>> Start SELECTED EXTRACT
Non-Physics Major vs. Physics Subject GRE

Postby louis » Sun Mar 04, 2012 12:54 pm

Hello All,

First and foremost, happy to be here. For those of you with earnest advice, thank you in advance.

I'm a 24 year old young gentleman who has decided to become a physicist. I graduated in my first love, Economics, in 2010, and have been working in the cleantech industry ever since. However, a bit of a slow-acting but inevitable revolution has occurred, and its ultimate result was the decision to devote my life, above all other things, to the study of the laws the universe. I have flirted with many careers and life paths, and after a lengthy process of divination and ritual superstition, it turns out that this is the one. I understand that this will not be easy, but it is what I am going to do... 8).

My plan is this: enroll in a terminal MS program in order to be brought up to speed, and then from there, once I have the research experience, referrals, and overall credentials to be taken seriously, apply to the more prestigious Ph.D. programs to which I will have ideally gained access. Of course, this will not be this easy, but I am willing to spend a considerable amount of time and energy making this work.

Here is where I am now: I have taken and done reasonably well on the General GRE. I would now like to take the Physics Subject GRE. As someone who hasn't taken a physics course in about half a decade, do you have any advice on how to best prepare? I am well-versed in the ETS website's skeleton for study. My hypothetical solution is to buy respectable textbooks on each of the subjects and begin to toil away. I suppose my question is, would you suggest any reading in particular that can help me along my way? Or is there a better way to go about doing what I plan to do? Something tells me Wikipedia won't suffice. In addition, I have read horrendous reviews of all one-stop-shop Physics GRE texts, so I do not even consider this to be an option at this point.

Also, it should be said that I am comfortable with calculus, and have come to understand that I will need to learn linear algebra. Is there any suggested reading in this arena, and is there any more math that I'll need to learn in order to do well enough to gain entry to a Physics MS program?

Any advice will be greatly appreciated.

Thank you again and have a wonderful Sunday.

Cheers,
Louis

pqortic
Posts: 398
Joined: Fri Aug 29, 2008 9:24 am

Re: Non-Physics Major vs. Physics Subject GRE

Postby pqortic » Tue Mar 06, 2012 12:03 am

Welcome to the forum.
louis wrote:Hello All,


My plan is this: enroll in a terminal MS program in order to be brought up to speed, and then from there, once I have the research experience, referrals, and overall credentials to be taken seriously, apply to the more prestigious Ph.D. programs to which I will have ideally gained access. Of course, this will not be this easy, but I am willing to spend a considerable amount of time and energy making this work.


this is a great approach to get into a p.h.d school with your current background. master's degree will help you a lot to gain qualifications for phd admission.
louis wrote:Here is where I am now: I have taken and done reasonably well on the General GRE. I would now like to take the Physics Subject GRE. As someone who hasn't taken a physics course in about half a decade, do you have any advice on how to best prepare? I am well-versed in the ETS website's skeleton for study. My hypothetical solution is to buy respectable textbooks on each of the subjects and begin to toil away. I suppose my question is, would you suggest any reading in particular that can help me along my way? Or is there a better way to go about doing what I plan to do? Something tells me Wikipedia won't suffice. In addition, I have read horrendous reviews of all one-stop-shop Physics GRE texts, so I do not even consider this to be an option at this point.
>> End SELECTED EXTRACT
▸ **TASKS FOR THIS EXERCISE**:
(1) In the forum thread, write out everything from "Re: Non-Physics Major" down to "for phd admission.".
(2) According to the forum thread, why does Louis not consider one-stop-shop Physics GRE texts an option? Answer in one to three sentences.
(3) In the forum thread, what industry has Louis worked in since graduating?
>> Start INFORMATION SUPPLIED
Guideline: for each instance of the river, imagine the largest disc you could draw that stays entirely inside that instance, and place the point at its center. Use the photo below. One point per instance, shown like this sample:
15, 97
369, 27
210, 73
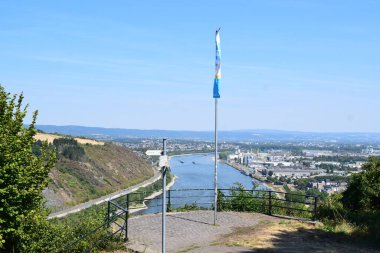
>> End INFORMATION SUPPLIED
▸ **THE RESULTS**:
(1)
Re: Non-Physics Major vs. Physics Subject GRE

Postby pqortic » Tue Mar 06, 2012 12:03 am

Welcome to the forum.
louis wrote:Hello All,


My plan is this: enroll in a terminal MS program in order to be brought up to speed, and then from there, once I have the research experience, referrals, and overall credentials to be taken seriously, apply to the more prestigious Ph.D. programs to which I will have ideally gained access. Of course, this will not be this easy, but I am willing to spend a considerable amount of time and energy making this work.


this is a great approach to get into a p.h.d school with your current background. master's degree will help you a lot to gain qualifications for phd admission.

(2) Louis has read horrendous reviews of all one-stop-shop Physics GRE texts. For that reason, they are not an option at this point.

(3) The cleantech industry.